> [Short task] Rewrite everything from the first of the lines down through the line containing "[23,305,96,580]", renaming "detection model" to "localization model" and leaving all else unchanged.

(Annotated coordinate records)

++++++

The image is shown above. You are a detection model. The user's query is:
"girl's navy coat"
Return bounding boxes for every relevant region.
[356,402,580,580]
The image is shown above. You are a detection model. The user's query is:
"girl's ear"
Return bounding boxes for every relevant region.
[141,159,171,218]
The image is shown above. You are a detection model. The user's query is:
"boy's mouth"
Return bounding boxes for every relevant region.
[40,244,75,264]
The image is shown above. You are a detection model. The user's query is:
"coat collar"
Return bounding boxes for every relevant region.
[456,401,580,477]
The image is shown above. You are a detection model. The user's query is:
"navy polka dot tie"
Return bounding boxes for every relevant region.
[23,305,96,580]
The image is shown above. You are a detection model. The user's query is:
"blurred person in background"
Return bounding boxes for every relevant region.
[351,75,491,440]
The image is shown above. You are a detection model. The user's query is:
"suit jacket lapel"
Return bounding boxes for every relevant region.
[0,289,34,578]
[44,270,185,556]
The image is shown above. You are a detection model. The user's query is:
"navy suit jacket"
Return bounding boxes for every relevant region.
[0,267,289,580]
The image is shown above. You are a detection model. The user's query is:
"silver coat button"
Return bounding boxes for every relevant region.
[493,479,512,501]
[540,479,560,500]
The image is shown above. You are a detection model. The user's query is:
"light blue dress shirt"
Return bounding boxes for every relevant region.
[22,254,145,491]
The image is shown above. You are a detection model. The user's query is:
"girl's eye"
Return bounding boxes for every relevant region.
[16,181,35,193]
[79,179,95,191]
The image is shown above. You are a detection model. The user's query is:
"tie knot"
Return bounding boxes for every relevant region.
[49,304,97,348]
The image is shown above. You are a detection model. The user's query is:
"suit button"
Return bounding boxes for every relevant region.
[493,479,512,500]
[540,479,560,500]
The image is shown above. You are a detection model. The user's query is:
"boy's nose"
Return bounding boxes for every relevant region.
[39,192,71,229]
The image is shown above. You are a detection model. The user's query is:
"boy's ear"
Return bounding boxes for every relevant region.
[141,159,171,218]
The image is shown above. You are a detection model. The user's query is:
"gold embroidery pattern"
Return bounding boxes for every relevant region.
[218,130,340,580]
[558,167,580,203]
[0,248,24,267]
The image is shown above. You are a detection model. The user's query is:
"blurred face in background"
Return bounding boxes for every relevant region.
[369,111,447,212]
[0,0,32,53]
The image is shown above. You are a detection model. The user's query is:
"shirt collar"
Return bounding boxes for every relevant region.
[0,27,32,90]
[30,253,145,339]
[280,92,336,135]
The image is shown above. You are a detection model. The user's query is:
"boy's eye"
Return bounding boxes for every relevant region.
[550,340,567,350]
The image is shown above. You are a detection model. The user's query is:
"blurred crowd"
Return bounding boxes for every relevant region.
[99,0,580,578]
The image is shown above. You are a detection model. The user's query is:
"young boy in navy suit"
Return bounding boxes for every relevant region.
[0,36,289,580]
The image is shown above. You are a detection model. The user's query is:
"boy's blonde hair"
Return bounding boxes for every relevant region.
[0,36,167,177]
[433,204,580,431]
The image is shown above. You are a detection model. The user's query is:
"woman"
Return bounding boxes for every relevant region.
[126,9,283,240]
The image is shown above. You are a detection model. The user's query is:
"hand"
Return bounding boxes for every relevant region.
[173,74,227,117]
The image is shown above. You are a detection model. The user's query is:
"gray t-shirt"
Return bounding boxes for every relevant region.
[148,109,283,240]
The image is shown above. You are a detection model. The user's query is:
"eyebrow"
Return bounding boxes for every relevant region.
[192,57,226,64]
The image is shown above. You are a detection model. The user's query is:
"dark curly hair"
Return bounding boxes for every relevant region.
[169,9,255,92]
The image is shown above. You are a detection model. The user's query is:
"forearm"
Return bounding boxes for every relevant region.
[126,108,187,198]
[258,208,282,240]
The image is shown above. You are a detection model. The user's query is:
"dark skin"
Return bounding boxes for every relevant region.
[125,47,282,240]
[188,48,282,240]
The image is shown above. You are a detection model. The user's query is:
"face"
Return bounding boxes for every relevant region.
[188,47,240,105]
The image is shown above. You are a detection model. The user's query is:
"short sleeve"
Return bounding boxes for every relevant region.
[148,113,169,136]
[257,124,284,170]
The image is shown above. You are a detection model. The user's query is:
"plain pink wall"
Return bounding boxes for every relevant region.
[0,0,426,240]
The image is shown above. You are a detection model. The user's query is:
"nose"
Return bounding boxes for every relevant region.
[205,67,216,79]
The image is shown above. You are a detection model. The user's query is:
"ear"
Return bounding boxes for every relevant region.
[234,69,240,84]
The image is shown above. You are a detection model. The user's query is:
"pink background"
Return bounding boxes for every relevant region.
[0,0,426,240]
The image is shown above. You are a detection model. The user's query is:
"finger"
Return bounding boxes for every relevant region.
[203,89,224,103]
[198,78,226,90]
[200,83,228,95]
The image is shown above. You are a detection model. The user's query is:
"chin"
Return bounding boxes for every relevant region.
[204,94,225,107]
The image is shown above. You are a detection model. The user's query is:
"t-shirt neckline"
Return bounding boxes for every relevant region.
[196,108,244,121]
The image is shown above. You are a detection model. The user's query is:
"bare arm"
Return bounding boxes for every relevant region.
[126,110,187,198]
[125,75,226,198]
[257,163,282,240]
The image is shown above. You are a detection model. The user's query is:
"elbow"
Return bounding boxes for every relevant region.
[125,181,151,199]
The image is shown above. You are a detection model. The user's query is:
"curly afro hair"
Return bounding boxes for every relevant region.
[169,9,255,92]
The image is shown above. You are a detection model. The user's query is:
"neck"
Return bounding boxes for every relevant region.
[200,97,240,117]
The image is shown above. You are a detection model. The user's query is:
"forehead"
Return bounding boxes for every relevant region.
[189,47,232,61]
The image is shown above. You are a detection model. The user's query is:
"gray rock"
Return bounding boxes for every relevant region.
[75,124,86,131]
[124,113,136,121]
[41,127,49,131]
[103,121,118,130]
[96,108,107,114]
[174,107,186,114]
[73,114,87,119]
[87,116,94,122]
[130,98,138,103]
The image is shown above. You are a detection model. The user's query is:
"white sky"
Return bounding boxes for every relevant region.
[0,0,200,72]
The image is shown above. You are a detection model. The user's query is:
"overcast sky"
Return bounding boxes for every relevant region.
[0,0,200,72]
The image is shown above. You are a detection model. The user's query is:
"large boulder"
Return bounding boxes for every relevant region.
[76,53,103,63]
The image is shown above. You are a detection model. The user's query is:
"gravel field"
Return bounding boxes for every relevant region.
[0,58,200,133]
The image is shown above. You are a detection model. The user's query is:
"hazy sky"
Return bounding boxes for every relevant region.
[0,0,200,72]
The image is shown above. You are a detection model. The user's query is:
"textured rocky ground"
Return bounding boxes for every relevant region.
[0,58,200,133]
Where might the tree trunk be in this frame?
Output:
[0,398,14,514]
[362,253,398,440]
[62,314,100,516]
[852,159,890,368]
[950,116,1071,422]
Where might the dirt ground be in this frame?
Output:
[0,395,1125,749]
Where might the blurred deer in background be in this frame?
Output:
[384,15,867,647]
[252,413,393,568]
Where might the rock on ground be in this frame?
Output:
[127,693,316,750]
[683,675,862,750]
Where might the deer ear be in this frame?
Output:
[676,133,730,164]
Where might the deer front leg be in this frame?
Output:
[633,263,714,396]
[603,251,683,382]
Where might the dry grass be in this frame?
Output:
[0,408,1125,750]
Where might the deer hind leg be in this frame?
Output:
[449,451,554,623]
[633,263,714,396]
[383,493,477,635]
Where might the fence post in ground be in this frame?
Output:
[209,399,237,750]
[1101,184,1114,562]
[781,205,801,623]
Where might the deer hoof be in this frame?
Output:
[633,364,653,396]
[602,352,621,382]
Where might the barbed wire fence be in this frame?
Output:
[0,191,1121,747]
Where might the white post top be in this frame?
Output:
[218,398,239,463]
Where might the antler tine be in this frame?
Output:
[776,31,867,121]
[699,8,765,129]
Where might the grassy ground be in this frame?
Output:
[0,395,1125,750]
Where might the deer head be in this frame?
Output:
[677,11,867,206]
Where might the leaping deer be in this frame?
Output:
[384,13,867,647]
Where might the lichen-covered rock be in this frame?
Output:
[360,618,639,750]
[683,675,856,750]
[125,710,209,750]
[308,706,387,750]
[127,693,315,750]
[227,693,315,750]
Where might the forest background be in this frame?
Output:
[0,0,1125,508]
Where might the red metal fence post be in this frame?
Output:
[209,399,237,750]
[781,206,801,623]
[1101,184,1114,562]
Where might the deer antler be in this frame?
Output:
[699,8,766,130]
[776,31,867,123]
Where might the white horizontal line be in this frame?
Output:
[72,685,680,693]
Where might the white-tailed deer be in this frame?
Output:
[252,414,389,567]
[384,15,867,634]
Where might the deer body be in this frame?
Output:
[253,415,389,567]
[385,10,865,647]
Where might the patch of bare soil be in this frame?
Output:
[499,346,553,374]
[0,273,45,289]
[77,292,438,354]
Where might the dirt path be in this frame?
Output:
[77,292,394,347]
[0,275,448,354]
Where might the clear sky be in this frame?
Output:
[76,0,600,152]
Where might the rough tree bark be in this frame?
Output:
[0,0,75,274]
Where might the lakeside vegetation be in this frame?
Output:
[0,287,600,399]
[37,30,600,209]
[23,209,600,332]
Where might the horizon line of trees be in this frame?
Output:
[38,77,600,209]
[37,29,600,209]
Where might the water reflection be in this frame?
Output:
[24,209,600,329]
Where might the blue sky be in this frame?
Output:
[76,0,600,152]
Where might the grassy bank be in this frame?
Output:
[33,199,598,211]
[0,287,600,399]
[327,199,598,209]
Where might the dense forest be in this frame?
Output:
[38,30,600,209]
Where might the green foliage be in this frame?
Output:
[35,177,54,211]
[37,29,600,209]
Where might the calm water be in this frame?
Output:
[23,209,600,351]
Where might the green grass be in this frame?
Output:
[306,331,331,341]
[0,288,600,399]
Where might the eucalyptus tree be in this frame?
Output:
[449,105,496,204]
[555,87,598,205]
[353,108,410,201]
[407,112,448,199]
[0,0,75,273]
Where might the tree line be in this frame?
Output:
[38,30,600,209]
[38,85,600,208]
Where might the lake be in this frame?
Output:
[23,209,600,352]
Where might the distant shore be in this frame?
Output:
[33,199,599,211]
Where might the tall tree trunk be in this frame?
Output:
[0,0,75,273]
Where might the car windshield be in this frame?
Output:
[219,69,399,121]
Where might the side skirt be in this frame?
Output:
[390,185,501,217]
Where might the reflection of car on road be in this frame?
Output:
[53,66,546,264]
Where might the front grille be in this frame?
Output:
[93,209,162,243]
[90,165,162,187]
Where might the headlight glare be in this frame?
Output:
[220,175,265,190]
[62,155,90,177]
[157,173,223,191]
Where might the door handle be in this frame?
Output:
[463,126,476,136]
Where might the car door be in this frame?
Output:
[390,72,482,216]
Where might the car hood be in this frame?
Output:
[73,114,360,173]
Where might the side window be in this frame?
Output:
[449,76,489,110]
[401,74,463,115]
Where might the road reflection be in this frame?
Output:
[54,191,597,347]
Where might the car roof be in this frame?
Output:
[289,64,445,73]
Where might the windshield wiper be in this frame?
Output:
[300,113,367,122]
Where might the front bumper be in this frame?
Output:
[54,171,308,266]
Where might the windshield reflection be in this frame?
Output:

++++++

> [Answer in full]
The image is shown above. You are a localization model. The user's query is:
"girl's navy coat"
Return bounding boxes for every relevant region.
[356,402,580,580]
The image is shown above. You are a localization model. The user's query is:
"girl's ear"
Return bounding boxes for every relevant region.
[141,159,171,218]
The image is shown above. You are a localization model. The user's query is:
"boy's mouth"
Return bounding boxes for every relevant region.
[40,244,75,264]
The image is shown above. You are a localization model. The user's query is:
"coat collar"
Return bounding boxes for every relevant region.
[456,401,580,477]
The image is shown above. You are a localization model. The user's query is:
"navy polka dot tie"
Return bounding boxes for every relevant region.
[23,305,96,580]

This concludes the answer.